■ Goal of the exercise ■
Reproduce the lines of the listing below, beginning with the line that contains "Target: white bedding" and continuing through the last line of the listing. Leave the pictures out of your copy.

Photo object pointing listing

************

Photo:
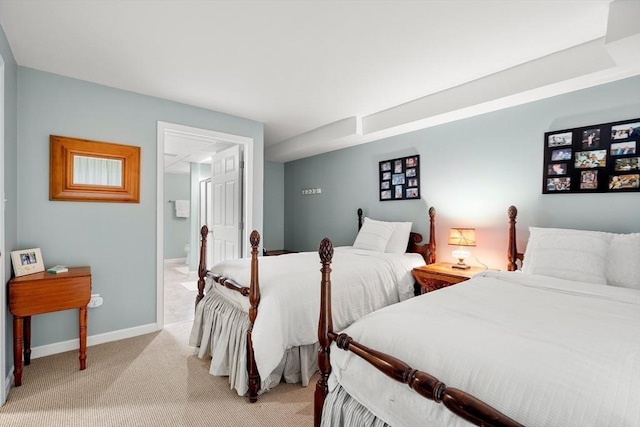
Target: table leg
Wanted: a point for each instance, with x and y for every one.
(83, 337)
(17, 349)
(27, 340)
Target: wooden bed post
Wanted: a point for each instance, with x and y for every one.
(254, 300)
(325, 329)
(432, 235)
(512, 250)
(202, 265)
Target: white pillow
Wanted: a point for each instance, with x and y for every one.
(399, 239)
(622, 266)
(567, 254)
(373, 235)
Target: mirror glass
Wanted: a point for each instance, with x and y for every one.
(97, 171)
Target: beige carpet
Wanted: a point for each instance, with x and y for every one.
(151, 380)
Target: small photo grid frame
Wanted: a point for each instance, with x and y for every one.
(399, 178)
(593, 159)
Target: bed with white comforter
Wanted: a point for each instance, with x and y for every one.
(285, 331)
(542, 350)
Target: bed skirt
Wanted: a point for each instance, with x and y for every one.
(340, 409)
(220, 331)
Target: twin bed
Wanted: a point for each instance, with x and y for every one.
(556, 344)
(266, 331)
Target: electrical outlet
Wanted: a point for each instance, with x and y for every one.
(95, 301)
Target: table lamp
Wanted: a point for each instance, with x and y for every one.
(462, 237)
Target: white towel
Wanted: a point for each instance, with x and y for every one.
(182, 208)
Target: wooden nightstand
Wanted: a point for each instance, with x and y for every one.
(440, 275)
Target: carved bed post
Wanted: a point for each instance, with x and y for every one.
(325, 328)
(432, 235)
(202, 266)
(512, 250)
(254, 300)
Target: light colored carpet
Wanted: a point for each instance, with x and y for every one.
(151, 380)
(191, 286)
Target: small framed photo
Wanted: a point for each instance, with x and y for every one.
(399, 175)
(559, 139)
(590, 139)
(620, 182)
(622, 148)
(558, 184)
(625, 130)
(589, 180)
(27, 261)
(627, 164)
(557, 169)
(561, 154)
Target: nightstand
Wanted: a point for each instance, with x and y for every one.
(432, 277)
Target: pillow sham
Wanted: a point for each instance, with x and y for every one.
(399, 239)
(373, 235)
(622, 266)
(567, 254)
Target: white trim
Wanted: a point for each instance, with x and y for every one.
(165, 128)
(8, 382)
(74, 344)
(4, 384)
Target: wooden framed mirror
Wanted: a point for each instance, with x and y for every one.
(92, 171)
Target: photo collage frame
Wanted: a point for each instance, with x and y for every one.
(400, 179)
(593, 159)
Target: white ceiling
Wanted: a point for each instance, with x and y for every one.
(323, 75)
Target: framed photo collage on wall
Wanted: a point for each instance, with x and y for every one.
(399, 178)
(593, 159)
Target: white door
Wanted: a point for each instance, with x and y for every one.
(226, 208)
(205, 218)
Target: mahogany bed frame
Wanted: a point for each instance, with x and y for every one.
(457, 401)
(428, 252)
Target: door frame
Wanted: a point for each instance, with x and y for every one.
(166, 128)
(4, 384)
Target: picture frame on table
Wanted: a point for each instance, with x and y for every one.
(27, 261)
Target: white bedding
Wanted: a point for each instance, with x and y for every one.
(544, 351)
(362, 282)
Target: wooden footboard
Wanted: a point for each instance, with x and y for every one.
(457, 401)
(253, 292)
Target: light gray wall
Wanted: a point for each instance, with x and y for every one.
(176, 230)
(118, 240)
(273, 206)
(10, 156)
(471, 171)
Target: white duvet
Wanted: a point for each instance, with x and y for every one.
(544, 351)
(362, 282)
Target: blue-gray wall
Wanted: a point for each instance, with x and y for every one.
(10, 156)
(273, 237)
(471, 171)
(176, 230)
(118, 240)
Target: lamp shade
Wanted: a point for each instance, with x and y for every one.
(462, 237)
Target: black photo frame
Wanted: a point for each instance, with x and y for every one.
(600, 158)
(399, 179)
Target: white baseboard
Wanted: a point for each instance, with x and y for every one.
(61, 347)
(8, 382)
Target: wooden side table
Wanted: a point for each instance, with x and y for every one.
(45, 293)
(436, 276)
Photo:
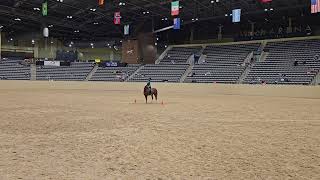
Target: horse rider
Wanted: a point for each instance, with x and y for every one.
(149, 85)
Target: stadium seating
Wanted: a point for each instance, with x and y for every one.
(279, 66)
(160, 73)
(179, 55)
(12, 69)
(78, 71)
(114, 73)
(223, 64)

************

■ Expected output ■
Target: white bedding
Wanted: a point for each instance, with x and y for every one.
(544, 351)
(362, 282)
Target: wooden footboard
Wanted: a point for each instance, with x and y for every one.
(457, 401)
(253, 292)
Target: light gray wall
Wanted: a point for each instance, with x and y for every one.
(176, 230)
(118, 240)
(273, 206)
(10, 156)
(471, 171)
Target: white duvet
Wanted: a point for each instance, with x and y for every one.
(544, 351)
(362, 282)
Target: blue-gray wall
Wanted: a point for each instance, with x and y for every one.
(10, 156)
(273, 237)
(471, 171)
(176, 230)
(118, 240)
Target: lamp shade
Wanted: a point for each instance, with x and y for every one.
(462, 237)
Target: black photo frame
Wanted: a point for each instance, with x and y for every one.
(600, 158)
(399, 179)
Target: white baseboard
Wanted: a point for each instance, with x and y for every one.
(61, 347)
(8, 382)
Target: wooden side table
Wanted: a point for each instance, with x and y for every one.
(45, 293)
(436, 276)
Photo:
Target: horse rider
Wanted: a point for each instance, with x and y for every one.
(149, 85)
Target: stadium seating
Wanted: a point for each instance, with x and y for every one.
(279, 66)
(160, 73)
(179, 55)
(12, 69)
(78, 71)
(114, 73)
(223, 64)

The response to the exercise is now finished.